Werkinstructie A: Geef voor elk van de volgende uitspraken aan of deze strookt met de oefentekst. Antwoord telkens met ja of nee en citeer letterlijk de woorden uit de oefentekst die de doorslag geven. (i) Bij niveau 3 gaat het om het hoogste niveau van toezicht en/of begeleiding. (ii) Volgens de verzekeringsarts bezwaar en beroep kan appellant kleine veranderingen in het werk zelf aan. (iii) Bij grote veranderingen is volgens de verzekeringsarts bezwaar en beroep meer nodig dan hulp van een leidinggevende op de werkvloer.
Werkinstructie B: Neem uit de oefentekst het gedeelte van "In termen van" tot en met "dan een collega." letterlijk over.

Oefentekst:
^^^^^^^^^^^^^^^^

In termen van het interpretatiekader dat in de Basisinformatie CBBS is opgenomen bij beoordelingspunt 1.9.3 gaat het bij niveau 3 om het laagste niveau van toezicht en/of begeleiding. Dat wil zeggen dat de functionaris in staat is (eenvoudige) handelingen zelf uit te voeren. Zolang het werk volgens het vaste patroon wordt verricht, zijn er geen problemen. De persoon moet bij veranderingen of problemen om hulp kunnen vragen of hulp aangeboden krijgen. Hij heeft bijvoorbeeld bij verandering van werkzaamheden meer instructie nodig dan een collega.
4.3.3.
De verzekeringsarts bezwaar en beroep heeft nog toegelicht dat, gelet op de
stage-ervaringen van appellant, kleine veranderingen/problemen in het werk geen probleem zijn; die kan appellant zelf aan, dan wel oplossen. Bij grote veranderingen/instructie kan volstaan worden met hulp van een op de werkvloer aanwezige leidinggevende. Naar aanleiding van deze toelichting heeft de arbeidskundige bezwaar en beroep overwogen dat de werkzaamheden in de voor appellant geselecteerde functies zodanig gestructureerd zijn dat grote veranderingen niet of nauwelijks voorkomen. Volgens hem kan appellant die werkzaamheden zelfstandig zonder begeleiding verrichten. Mocht een
door de arbeidsdeskundige voorgesteldejobcoachvoorziening nodig zijn, dan kan de
jobcoachondersteuning op de achtergrond plaatsvinden en behoeft deze niet te interfereren met het werk of de werkvloer.
4.4.

^^^^^^^^^^^^^^^^

Gegevensuittreksel:
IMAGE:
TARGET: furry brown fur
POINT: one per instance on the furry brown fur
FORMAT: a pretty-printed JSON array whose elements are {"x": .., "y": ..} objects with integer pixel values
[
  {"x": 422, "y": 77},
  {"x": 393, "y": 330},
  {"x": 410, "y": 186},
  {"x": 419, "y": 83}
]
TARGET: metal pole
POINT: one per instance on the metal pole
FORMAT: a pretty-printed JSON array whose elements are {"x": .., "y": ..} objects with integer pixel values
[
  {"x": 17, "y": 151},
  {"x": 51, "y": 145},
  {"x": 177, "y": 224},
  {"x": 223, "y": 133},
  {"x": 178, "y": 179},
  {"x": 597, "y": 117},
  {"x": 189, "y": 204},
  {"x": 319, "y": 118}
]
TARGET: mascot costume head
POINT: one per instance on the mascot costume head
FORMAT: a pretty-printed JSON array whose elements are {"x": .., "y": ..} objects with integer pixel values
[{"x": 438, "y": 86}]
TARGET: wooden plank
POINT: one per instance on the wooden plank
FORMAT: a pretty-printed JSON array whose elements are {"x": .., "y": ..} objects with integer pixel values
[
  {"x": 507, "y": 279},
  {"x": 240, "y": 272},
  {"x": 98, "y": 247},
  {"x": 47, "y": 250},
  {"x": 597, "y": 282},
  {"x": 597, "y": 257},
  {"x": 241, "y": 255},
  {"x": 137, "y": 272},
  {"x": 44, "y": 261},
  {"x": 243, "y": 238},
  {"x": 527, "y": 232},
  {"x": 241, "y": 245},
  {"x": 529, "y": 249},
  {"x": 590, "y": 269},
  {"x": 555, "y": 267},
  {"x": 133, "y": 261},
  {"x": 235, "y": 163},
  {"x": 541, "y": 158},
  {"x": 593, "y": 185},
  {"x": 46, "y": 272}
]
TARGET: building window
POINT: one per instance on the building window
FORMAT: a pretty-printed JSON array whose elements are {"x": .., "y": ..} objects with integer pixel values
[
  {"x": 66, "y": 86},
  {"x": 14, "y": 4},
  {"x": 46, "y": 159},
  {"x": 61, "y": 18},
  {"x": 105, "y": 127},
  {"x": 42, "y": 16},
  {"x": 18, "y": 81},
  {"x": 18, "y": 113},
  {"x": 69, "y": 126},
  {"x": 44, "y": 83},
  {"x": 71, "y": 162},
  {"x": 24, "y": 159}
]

^^^^^^^^^^^^^^^^

Oefenresultaat A:
(i) Nee: "het laagste niveau van toezicht en/of begeleiding"
(ii) Ja: "kleine veranderingen/problemen in het werk geen probleem zijn; die kan appellant zelf aan, dan wel oplossen"
(iii) Nee: "Bij grote veranderingen/instructie kan volstaan worden met hulp van een op de werkvloer aanwezige leidinggevende."

Oefenresultaat B:
In termen van het interpretatiekader dat in de Basisinformatie CBBS is opgenomen bij beoordelingspunt 1.9.3 gaat het bij niveau 3 om het laagste niveau van toezicht en/of begeleiding. Dat wil zeggen dat de functionaris in staat is (eenvoudige) handelingen zelf uit te voeren. Zolang het werk volgens het vaste patroon wordt verricht, zijn er geen problemen. De persoon moet bij veranderingen of problemen om hulp kunnen vragen of hulp aangeboden krijgen. Hij heeft bijvoorbeeld bij verandering van werkzaamheden meer instructie nodig dan een collega.